• _WHAT THIS TASK INVOLVES_
Your job is to copy every line in the material containing the word "prompts".

▼▼▼

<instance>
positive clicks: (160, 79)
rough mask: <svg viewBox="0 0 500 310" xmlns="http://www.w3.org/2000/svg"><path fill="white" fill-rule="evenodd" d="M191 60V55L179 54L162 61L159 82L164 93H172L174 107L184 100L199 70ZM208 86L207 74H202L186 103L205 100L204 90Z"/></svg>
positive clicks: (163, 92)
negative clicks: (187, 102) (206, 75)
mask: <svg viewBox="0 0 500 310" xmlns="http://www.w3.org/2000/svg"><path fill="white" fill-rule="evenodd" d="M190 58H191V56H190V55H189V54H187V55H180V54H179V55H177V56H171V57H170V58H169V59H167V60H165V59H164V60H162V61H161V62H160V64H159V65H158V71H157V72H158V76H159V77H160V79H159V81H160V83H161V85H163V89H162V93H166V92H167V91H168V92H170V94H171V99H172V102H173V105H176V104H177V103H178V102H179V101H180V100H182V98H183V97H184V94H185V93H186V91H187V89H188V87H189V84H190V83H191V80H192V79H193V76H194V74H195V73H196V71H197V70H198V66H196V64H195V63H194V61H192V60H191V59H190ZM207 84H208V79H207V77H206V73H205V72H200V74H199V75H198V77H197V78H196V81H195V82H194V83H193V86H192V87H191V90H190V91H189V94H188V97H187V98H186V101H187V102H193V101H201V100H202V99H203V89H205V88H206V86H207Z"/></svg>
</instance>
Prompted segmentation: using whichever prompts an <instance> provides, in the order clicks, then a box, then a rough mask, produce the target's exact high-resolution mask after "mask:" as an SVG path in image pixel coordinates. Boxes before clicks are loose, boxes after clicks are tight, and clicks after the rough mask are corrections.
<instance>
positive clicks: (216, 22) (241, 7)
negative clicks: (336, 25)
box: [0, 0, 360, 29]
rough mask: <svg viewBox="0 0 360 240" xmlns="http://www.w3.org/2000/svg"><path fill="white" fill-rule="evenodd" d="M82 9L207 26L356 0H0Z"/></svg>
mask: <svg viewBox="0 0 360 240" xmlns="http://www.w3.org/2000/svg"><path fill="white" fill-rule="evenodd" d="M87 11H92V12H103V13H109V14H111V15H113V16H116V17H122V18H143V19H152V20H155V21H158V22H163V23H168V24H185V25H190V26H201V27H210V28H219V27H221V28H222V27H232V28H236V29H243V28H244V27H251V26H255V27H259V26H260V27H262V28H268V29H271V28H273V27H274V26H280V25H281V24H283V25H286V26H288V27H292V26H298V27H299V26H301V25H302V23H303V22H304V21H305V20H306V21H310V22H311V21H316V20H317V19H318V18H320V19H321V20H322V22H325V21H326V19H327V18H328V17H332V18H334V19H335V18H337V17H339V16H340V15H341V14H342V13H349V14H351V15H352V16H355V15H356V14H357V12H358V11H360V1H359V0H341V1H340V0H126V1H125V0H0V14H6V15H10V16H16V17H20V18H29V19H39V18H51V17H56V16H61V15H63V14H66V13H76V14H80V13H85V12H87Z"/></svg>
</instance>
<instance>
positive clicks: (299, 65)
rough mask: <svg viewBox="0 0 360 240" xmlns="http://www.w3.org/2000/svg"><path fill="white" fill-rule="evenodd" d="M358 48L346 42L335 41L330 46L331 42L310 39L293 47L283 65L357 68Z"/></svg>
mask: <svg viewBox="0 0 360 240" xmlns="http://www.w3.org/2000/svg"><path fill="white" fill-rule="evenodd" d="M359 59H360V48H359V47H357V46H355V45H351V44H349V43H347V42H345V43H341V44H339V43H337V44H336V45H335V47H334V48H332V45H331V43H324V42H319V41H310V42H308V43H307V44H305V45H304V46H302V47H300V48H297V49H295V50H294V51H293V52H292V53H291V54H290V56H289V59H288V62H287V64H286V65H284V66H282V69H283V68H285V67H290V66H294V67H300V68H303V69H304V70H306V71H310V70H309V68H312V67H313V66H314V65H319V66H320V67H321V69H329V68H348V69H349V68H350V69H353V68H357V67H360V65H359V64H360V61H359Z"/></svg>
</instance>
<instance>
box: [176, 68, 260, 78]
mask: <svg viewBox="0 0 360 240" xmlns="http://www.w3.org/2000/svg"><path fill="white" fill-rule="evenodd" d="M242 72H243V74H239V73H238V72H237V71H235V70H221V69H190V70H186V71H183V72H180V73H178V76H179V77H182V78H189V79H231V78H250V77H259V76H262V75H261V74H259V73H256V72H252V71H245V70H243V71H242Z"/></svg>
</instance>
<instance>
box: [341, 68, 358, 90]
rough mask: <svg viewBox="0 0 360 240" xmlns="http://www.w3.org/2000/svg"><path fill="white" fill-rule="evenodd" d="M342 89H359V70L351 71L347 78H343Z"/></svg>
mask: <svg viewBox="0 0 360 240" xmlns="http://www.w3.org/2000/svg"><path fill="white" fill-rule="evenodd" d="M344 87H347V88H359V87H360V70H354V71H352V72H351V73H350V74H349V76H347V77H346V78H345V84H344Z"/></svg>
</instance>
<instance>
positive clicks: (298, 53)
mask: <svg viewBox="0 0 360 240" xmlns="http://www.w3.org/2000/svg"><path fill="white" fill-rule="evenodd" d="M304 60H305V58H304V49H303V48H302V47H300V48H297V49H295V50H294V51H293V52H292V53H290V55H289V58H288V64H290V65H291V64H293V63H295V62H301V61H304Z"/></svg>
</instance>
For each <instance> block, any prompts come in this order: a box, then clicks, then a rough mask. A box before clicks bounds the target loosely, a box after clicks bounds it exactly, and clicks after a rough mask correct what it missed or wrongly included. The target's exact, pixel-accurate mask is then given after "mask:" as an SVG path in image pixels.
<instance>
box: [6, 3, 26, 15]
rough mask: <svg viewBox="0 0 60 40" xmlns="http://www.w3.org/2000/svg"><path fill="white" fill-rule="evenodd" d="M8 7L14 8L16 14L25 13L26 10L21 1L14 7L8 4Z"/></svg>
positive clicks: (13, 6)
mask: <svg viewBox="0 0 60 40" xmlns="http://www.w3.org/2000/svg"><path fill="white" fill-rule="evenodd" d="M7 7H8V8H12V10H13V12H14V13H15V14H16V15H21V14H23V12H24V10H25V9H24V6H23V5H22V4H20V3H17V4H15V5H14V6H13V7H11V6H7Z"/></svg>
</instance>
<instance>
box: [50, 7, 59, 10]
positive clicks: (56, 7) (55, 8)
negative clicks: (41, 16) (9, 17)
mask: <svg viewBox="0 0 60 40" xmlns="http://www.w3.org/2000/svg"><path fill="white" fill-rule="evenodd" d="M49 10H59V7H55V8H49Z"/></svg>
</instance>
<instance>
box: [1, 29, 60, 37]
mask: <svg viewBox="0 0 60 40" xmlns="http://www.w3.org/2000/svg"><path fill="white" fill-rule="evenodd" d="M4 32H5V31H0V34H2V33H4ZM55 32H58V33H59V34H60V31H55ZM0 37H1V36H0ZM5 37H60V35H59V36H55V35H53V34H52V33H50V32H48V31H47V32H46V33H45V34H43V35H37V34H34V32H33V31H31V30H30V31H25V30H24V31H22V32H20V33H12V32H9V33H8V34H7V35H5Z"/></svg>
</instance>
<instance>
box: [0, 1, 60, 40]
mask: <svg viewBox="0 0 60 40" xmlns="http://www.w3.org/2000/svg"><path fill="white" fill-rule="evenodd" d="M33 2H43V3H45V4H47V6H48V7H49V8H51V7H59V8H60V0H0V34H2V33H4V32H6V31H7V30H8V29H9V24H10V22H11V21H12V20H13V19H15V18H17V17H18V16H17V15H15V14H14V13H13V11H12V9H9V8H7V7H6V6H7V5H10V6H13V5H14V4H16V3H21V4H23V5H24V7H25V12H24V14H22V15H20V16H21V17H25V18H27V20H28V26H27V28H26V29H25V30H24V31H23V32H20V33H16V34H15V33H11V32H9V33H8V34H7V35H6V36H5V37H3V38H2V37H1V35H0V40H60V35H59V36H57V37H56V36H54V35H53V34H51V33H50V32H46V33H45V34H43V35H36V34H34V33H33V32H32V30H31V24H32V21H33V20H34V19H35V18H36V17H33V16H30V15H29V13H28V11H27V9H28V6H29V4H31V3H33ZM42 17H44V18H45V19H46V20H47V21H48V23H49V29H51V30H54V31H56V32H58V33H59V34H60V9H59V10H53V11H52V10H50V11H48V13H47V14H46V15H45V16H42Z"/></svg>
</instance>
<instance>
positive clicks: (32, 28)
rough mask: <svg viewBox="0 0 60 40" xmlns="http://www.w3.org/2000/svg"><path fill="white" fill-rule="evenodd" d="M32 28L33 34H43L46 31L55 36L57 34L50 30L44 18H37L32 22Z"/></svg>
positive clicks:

▲▲▲

• _SOLUTION BELOW_
Prompted segmentation: using whichever prompts an <instance> provides, in the order clicks, then a box, then a rough mask, produce the target's exact high-resolution mask after "mask:" as an SVG path in image pixel coordinates. Boxes before clicks are loose, boxes after clicks are tight, and clicks after the rough mask are corrections.
For each <instance> block, any prompts come in this order: a box, then clicks, then a rough mask. A box before clicks bounds the target loosely, a box after clicks bounds it exactly, and clicks after a rough mask correct what it missed or wrongly included. The target's exact, pixel-accurate mask is then given after "mask:" as an SVG path in image pixels.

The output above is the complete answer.